* **To be done**: Transcribe the records in full, keeping every character as it is.
>> begin
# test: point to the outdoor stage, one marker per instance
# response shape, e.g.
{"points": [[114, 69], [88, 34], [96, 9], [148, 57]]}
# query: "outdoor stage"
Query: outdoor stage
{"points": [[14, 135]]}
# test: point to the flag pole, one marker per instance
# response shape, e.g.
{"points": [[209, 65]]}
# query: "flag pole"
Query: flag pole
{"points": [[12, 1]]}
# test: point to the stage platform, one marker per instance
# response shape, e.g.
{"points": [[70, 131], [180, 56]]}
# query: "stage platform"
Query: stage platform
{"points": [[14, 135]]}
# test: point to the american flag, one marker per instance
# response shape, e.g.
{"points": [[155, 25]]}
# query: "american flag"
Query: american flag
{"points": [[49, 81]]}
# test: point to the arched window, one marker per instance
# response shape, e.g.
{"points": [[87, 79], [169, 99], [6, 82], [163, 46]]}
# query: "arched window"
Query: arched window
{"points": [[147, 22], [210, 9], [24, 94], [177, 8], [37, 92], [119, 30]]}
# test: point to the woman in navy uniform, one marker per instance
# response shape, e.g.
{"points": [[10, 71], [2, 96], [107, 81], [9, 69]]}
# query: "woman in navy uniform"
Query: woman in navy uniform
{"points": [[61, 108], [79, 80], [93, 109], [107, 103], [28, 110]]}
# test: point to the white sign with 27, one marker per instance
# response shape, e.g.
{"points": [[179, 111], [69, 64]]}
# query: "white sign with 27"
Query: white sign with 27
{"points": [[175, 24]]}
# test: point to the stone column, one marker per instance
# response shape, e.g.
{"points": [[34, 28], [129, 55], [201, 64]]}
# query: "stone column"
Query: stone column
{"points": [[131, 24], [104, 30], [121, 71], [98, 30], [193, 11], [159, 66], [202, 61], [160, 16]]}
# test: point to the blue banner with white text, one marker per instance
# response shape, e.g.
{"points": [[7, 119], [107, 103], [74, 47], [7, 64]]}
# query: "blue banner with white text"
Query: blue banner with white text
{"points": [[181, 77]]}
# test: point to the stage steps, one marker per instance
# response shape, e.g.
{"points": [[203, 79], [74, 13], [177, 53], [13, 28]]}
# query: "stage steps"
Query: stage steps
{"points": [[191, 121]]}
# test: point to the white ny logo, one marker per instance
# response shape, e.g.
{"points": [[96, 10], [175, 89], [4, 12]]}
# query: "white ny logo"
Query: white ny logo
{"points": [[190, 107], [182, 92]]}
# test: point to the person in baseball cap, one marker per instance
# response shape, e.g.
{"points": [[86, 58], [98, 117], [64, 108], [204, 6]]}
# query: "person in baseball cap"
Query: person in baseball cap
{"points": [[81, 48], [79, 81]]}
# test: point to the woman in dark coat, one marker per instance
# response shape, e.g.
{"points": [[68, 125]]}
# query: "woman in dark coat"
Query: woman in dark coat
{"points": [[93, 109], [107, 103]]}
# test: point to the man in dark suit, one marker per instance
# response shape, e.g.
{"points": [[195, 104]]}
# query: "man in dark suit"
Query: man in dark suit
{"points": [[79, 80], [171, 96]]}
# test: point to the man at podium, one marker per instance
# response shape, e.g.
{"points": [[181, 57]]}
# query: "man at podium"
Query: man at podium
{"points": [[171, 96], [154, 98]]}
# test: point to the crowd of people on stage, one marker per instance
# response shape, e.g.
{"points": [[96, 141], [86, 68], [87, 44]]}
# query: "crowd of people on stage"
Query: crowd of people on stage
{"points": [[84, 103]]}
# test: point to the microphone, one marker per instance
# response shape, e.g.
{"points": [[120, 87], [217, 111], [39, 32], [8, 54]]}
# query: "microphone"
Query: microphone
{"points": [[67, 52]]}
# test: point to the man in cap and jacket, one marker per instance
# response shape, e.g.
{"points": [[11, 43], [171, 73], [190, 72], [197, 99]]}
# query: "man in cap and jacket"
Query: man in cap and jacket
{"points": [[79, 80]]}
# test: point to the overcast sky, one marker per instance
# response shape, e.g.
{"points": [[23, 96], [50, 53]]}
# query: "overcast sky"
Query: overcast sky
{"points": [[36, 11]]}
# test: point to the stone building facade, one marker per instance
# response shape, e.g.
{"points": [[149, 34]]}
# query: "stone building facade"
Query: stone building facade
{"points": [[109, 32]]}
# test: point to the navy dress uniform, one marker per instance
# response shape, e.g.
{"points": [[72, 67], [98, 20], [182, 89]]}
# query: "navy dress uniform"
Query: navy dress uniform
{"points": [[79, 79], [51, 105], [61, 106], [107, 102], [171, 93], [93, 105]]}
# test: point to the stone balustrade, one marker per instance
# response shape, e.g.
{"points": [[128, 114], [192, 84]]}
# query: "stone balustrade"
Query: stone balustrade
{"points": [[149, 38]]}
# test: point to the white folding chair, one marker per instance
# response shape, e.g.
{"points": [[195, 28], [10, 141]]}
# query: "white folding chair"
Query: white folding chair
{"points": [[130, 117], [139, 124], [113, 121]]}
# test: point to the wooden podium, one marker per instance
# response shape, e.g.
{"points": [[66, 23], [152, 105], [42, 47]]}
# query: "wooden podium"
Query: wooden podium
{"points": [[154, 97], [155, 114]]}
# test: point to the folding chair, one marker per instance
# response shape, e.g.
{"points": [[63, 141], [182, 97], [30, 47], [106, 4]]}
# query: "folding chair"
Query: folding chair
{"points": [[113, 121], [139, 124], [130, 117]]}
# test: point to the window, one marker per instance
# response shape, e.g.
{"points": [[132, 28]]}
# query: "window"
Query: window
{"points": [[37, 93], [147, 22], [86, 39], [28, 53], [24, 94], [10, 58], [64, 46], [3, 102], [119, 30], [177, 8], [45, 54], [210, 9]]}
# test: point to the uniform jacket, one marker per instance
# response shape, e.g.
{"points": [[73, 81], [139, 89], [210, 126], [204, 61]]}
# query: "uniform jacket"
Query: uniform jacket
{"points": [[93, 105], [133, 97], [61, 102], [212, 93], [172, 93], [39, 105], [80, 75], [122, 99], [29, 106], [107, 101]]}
>> end
* **The output**:
# test: point to the outdoor stage, one marker per instance
# response shape, e.g.
{"points": [[114, 69], [88, 34], [96, 9], [148, 57]]}
# query: "outdoor stage"
Query: outdoor stage
{"points": [[14, 135]]}
# test: point to the flag pole, one marker per instance
# response shape, e.g.
{"points": [[209, 65]]}
# query: "flag pole"
Query: flag pole
{"points": [[12, 1]]}
# test: point to the stage platform, one marker per instance
# response shape, e.g.
{"points": [[70, 131], [180, 56]]}
# query: "stage platform"
Query: stage platform
{"points": [[14, 135]]}
# test: point to the american flag, one marker per instance
# response shape, e.g.
{"points": [[155, 25]]}
# query: "american flag"
Query: american flag
{"points": [[49, 81]]}
# test: point to the arched window, one marker per instance
# response shape, e.g.
{"points": [[87, 79], [169, 99], [6, 82], [163, 46]]}
# query: "arched window"
Query: arched window
{"points": [[147, 22], [210, 9], [24, 94], [177, 8], [37, 92], [119, 30]]}
# test: point to the woman in navy uniform, one marker per instance
# response shape, e.g.
{"points": [[10, 71], [2, 96], [107, 81], [9, 69]]}
# query: "woman in navy uniform"
Query: woman in navy uniform
{"points": [[61, 108], [79, 80], [93, 109], [107, 103], [28, 110]]}
# test: point to the white sign with 27, one marker per instance
# response shape, e.g.
{"points": [[179, 111], [69, 64]]}
# query: "white sign with 27"
Query: white sign with 27
{"points": [[175, 24]]}
# test: point to the stone column, one marker per instance
# response shape, e.g.
{"points": [[34, 28], [129, 55], [201, 64]]}
# query: "stone column"
Query: stone column
{"points": [[131, 24], [104, 30], [121, 71], [98, 30], [193, 11], [159, 66], [202, 61], [160, 16]]}
# test: point to the blue banner with white text, one marker per instance
# response shape, e.g.
{"points": [[7, 119], [107, 103], [74, 47], [7, 64]]}
# query: "blue banner with white text"
Query: blue banner with white text
{"points": [[181, 77]]}
# test: point to the stage steps, one marker per instance
# response shape, e.g.
{"points": [[203, 79], [74, 13], [177, 53], [13, 28]]}
# query: "stage steps"
Query: stage steps
{"points": [[191, 121]]}
# test: point to the white ny logo, one marker per instance
# response shape, e.g.
{"points": [[96, 10], [175, 89], [4, 12]]}
# query: "white ny logo"
Query: white ny logo
{"points": [[190, 107], [182, 92]]}
# test: point to the person in baseball cap, one marker per instance
# response shape, e.g.
{"points": [[86, 58], [98, 117], [64, 108], [204, 6]]}
# query: "person in baseball cap"
Query: person in baseball cap
{"points": [[81, 48], [79, 81]]}
# test: point to the woman in dark coat, one marker per instance
# response shape, e.g.
{"points": [[68, 125]]}
# query: "woman in dark coat"
Query: woman in dark coat
{"points": [[93, 109], [107, 103]]}
# test: point to the man in dark suit, one marker per instance
# response shape, e.g.
{"points": [[195, 104]]}
# query: "man in dark suit"
Query: man in dark suit
{"points": [[79, 80], [171, 96]]}
# test: point to the man at podium, one marker per instance
# response shape, e.g.
{"points": [[181, 57]]}
# query: "man at podium"
Query: man at podium
{"points": [[171, 96], [154, 98]]}
# test: point to the crowd of people on stage, one marker per instance
# response shape, e.g.
{"points": [[96, 141], [86, 68], [87, 44]]}
# query: "crowd of people on stage"
Query: crowd of people on stage
{"points": [[84, 103]]}
# test: point to the microphone, one marker per instance
# response shape, e.g.
{"points": [[120, 87], [217, 111], [39, 32], [8, 54]]}
# query: "microphone"
Query: microphone
{"points": [[67, 52]]}
# test: point to the man in cap and jacket, one marker per instance
# response shape, e.g.
{"points": [[11, 43], [171, 73], [190, 72], [197, 99]]}
# query: "man in cap and jacket"
Query: man in cap and jacket
{"points": [[79, 80]]}
# test: point to the overcast sky, one marker per instance
# response shape, e.g.
{"points": [[23, 96], [50, 53]]}
# query: "overcast sky"
Query: overcast sky
{"points": [[36, 11]]}
# test: point to the stone building facade, one marker per instance
# response shape, e.g.
{"points": [[149, 34]]}
# query: "stone building facade"
Query: stone building facade
{"points": [[109, 32]]}
# test: point to the navy dress uniform, one marker per instance
# response shape, e.g.
{"points": [[72, 67], [98, 20], [182, 89]]}
# query: "navy dress uniform"
Query: navy dress uniform
{"points": [[79, 79], [51, 105], [61, 106], [107, 102], [171, 93], [93, 105]]}
# test: point to the stone balustrade, one marker per instance
# response shape, e.g.
{"points": [[128, 114], [192, 84]]}
# query: "stone balustrade"
Query: stone balustrade
{"points": [[149, 38]]}
# test: point to the white folding chair, one marker per instance
# response shape, e.g.
{"points": [[195, 28], [10, 141]]}
# query: "white folding chair"
Query: white folding chair
{"points": [[130, 117], [139, 124], [113, 121]]}
# test: point to the wooden podium, one marker per instance
# response shape, e.g.
{"points": [[66, 23], [152, 105], [42, 47]]}
# query: "wooden podium"
Query: wooden podium
{"points": [[154, 97], [155, 114]]}
# test: point to the folding chair, one marker per instance
# response shape, e.g.
{"points": [[63, 141], [182, 97], [30, 47], [106, 4]]}
# query: "folding chair"
Query: folding chair
{"points": [[113, 121], [139, 124], [130, 117]]}
# test: point to the window, one marker per instance
# response shape, e.g.
{"points": [[132, 28]]}
# query: "window"
Query: window
{"points": [[37, 93], [147, 22], [86, 39], [28, 53], [24, 94], [10, 58], [64, 46], [3, 102], [119, 30], [177, 8], [45, 54], [210, 9]]}
# test: point to the uniform jacket, one marker per instance
# response shape, e.g.
{"points": [[73, 81], [139, 89], [210, 126], [204, 61]]}
# query: "uniform jacket"
Query: uniform jacket
{"points": [[93, 105], [133, 97], [61, 102], [212, 93], [172, 93], [39, 105], [80, 75], [122, 99], [29, 106], [107, 101]]}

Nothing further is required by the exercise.